STATED EXERCISE:
Quote the lines of the material below word for word, starting at the line that contains "the man's short" and continuing through the last line of the material.

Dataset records
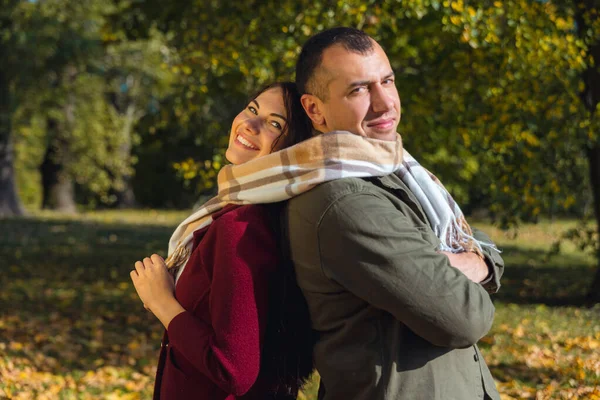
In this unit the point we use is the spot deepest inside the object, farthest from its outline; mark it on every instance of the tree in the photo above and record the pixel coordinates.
(9, 201)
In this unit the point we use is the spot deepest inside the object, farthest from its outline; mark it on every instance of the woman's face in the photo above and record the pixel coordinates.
(254, 130)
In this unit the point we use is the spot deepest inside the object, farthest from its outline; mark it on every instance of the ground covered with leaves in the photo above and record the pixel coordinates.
(72, 327)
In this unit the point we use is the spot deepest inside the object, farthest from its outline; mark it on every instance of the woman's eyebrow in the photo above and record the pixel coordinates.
(280, 116)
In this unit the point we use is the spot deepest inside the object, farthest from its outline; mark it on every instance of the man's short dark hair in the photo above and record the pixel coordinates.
(311, 56)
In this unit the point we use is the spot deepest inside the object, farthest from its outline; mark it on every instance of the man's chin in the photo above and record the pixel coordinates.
(389, 135)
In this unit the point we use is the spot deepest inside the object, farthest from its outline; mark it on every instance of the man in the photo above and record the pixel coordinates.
(395, 317)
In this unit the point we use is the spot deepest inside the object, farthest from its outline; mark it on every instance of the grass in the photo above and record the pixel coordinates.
(72, 327)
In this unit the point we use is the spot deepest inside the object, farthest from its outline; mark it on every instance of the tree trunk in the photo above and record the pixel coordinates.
(57, 184)
(9, 198)
(593, 295)
(126, 196)
(591, 98)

RESULT OF THE EXERCISE:
In this unit the point we use is the spot deepest inside the object, farthest from its outline; mark it on every instance of the man's short dark hair in the photo above and record the pixel coordinates.
(311, 56)
In this unit the point we use is the spot deepest inside the object, farthest from its outline; mark it on every instance of the man's chin in the photo above and record the pixel coordinates.
(389, 135)
In this unit the point we use is the spot deepest inside the object, farthest from its outline; mark it on every instance of the man in the photo above and record the pixel coordinates.
(395, 317)
In this unit the point we use is the spot deepest inside the object, farthest from its outline; mark it on every instance of the grass in the photo above and record the pixel coordinates.
(72, 327)
In this unit the point we use is the spot deepest inside the object, farthest from its outline; mark it on every instance of the tree trunk in the photo above and record the pixel coordinates.
(57, 184)
(9, 198)
(593, 295)
(126, 196)
(591, 98)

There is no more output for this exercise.